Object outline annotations
· · · · · · ·

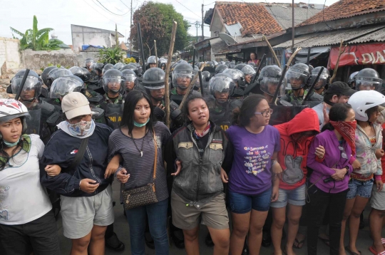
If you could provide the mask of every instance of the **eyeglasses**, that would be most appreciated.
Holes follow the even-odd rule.
[[[254,113],[254,114],[258,114],[258,115],[260,114],[263,117],[267,117],[267,116],[270,116],[272,114],[272,112],[273,112],[272,109],[269,109],[269,110],[264,110],[262,113],[255,112]]]
[[[344,149],[344,147],[342,146],[339,146],[338,148],[339,149],[339,150],[341,150],[341,157],[347,160],[346,152],[345,152],[345,150]]]

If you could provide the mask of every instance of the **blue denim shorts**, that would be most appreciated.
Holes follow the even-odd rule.
[[[356,197],[356,196],[369,198],[371,195],[371,188],[373,187],[374,182],[374,180],[373,179],[366,182],[351,179],[348,184],[349,192],[346,195],[346,199],[352,199]]]
[[[232,192],[229,190],[229,204],[230,211],[236,214],[245,214],[252,209],[259,212],[269,211],[272,199],[272,189],[255,196]]]
[[[287,203],[299,207],[304,206],[306,204],[305,192],[306,185],[304,184],[294,189],[279,189],[278,200],[272,202],[270,207],[282,208],[286,207]]]

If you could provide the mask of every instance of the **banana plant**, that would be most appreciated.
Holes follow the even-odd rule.
[[[14,38],[14,33],[21,36],[20,40],[20,49],[25,50],[30,48],[33,51],[51,51],[60,49],[58,44],[63,43],[60,40],[55,40],[56,42],[51,43],[48,41],[48,33],[53,30],[53,28],[46,28],[38,30],[37,28],[38,21],[35,15],[34,15],[34,23],[32,29],[27,29],[25,33],[21,33],[19,31],[11,27],[12,35]]]

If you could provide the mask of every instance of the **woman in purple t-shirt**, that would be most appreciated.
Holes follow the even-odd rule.
[[[250,252],[260,252],[270,202],[278,199],[276,175],[282,170],[276,159],[281,145],[279,132],[269,125],[272,113],[265,97],[250,95],[234,113],[235,125],[226,131],[234,147],[229,175],[232,254],[242,254],[247,233]]]

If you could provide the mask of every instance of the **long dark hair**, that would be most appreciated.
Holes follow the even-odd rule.
[[[262,100],[266,100],[262,95],[251,95],[247,97],[242,103],[241,108],[234,110],[232,125],[237,125],[241,127],[246,127],[250,123],[250,118],[254,116],[254,113],[257,106]]]
[[[330,112],[329,112],[329,119],[333,121],[344,121],[346,119],[348,112],[350,109],[351,109],[351,105],[349,103],[336,103],[330,108]],[[334,128],[332,124],[327,123],[322,128],[321,132],[334,130]]]
[[[20,118],[20,120],[21,121],[21,125],[23,125],[23,130],[24,130],[24,124],[25,124],[25,117],[18,117]],[[21,135],[24,135],[24,132],[21,132]],[[27,143],[27,141],[26,141],[24,139],[20,137],[20,140],[19,140],[19,142],[17,143],[17,146],[15,147],[15,148],[12,150],[12,152],[11,155],[8,155],[4,149],[6,149],[6,145],[3,142],[3,136],[1,135],[1,139],[0,139],[0,153],[1,156],[6,159],[5,162],[0,160],[0,171],[2,171],[4,170],[5,167],[9,163],[9,160],[11,159],[11,157],[14,155],[19,148],[22,148],[23,145]]]
[[[193,94],[193,95],[189,95],[187,98],[186,101],[185,102],[185,104],[183,105],[183,109],[182,109],[183,110],[182,113],[183,113],[183,118],[185,118],[185,123],[186,124],[190,124],[191,123],[191,120],[190,120],[188,117],[189,115],[188,105],[190,105],[190,102],[197,99],[202,99],[203,101],[205,101],[205,103],[206,103],[206,105],[207,105],[207,101],[200,94],[199,95]],[[209,115],[209,120],[210,120],[210,115]]]
[[[150,120],[146,124],[146,128],[149,130],[153,130],[153,127],[154,123],[157,121],[154,118],[153,110],[154,106],[151,102],[151,99],[146,93],[144,93],[140,90],[133,90],[130,91],[126,96],[124,103],[123,112],[122,115],[122,121],[120,122],[120,128],[127,127],[128,128],[128,135],[131,137],[133,136],[132,132],[134,128],[134,110],[135,107],[138,102],[140,100],[145,98],[148,105],[150,105],[150,108],[151,109],[151,113],[150,113]]]

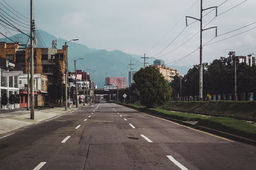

· · · · · · ·

Locate every line in the items that contains the word "instance", and copy each of those lines.

If you could provide the mask of every instance of the **eyeglasses**, that would be most appreciated.
If you could provide the mask of every instance of the **blue denim shorts**, that would be most appreciated.
If you could provide the mask of every instance of the **banana plant**, that would be most appreciated.
If you could provide the mask of every instance of the **woman in purple t-shirt**, that would be most appreciated.
If you could provide the mask of every instance of the **long dark hair**, that would be most appreciated.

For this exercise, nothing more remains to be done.